### AIM
Please list every line of the rows below that contains the word "bowl". Case counts.

### PROVIDED INFORMATION
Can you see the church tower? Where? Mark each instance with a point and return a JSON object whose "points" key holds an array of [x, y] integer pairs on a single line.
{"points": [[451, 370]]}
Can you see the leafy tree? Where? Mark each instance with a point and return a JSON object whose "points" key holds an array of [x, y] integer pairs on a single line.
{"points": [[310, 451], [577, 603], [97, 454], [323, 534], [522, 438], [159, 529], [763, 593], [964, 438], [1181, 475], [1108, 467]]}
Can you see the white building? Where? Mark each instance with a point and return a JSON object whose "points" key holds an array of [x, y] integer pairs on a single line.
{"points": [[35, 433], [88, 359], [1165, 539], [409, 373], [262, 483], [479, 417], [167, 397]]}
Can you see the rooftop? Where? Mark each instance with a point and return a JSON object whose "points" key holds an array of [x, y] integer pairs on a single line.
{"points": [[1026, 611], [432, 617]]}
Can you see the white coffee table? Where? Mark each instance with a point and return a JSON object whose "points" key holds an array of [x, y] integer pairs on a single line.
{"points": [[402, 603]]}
...
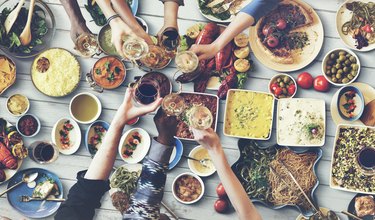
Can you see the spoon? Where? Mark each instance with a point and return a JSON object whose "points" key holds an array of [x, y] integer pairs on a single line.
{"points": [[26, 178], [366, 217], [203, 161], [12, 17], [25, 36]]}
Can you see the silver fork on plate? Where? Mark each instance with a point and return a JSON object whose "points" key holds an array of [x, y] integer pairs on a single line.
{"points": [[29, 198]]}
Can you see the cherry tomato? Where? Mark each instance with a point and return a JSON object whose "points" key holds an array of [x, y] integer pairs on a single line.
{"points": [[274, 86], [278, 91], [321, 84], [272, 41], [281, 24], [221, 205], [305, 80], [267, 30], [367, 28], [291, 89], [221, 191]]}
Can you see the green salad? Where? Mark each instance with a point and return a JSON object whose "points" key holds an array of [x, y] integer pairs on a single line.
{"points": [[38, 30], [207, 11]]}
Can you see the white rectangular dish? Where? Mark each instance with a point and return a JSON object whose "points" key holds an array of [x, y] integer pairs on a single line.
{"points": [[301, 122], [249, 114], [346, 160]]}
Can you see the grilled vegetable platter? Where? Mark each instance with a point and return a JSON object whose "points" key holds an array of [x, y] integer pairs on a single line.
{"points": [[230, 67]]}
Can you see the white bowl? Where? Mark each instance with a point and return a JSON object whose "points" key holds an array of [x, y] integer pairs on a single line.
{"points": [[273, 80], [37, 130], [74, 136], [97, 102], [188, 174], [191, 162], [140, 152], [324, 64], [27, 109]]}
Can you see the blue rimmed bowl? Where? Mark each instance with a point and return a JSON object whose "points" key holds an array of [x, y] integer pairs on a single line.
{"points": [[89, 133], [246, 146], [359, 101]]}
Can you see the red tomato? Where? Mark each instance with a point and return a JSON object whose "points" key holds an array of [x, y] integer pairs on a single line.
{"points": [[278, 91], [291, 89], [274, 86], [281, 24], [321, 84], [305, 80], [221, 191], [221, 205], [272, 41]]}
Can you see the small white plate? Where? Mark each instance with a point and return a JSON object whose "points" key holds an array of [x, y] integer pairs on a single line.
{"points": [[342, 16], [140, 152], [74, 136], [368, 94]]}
==
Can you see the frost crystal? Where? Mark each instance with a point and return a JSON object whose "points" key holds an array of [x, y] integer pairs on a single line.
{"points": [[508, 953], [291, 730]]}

### RESPONSE TO THIS EXERCISE
Can you see the white bowl? Where? Mark each instance with a point and return a JSON object whose "points" key holds an array of [x, y] integer pairs on a single line.
Can you see the blue rimmed bowl? Where? Mark each instance with a point and return a JSON object whose "points" key holds an array of [x, y] integer pairs on a single line.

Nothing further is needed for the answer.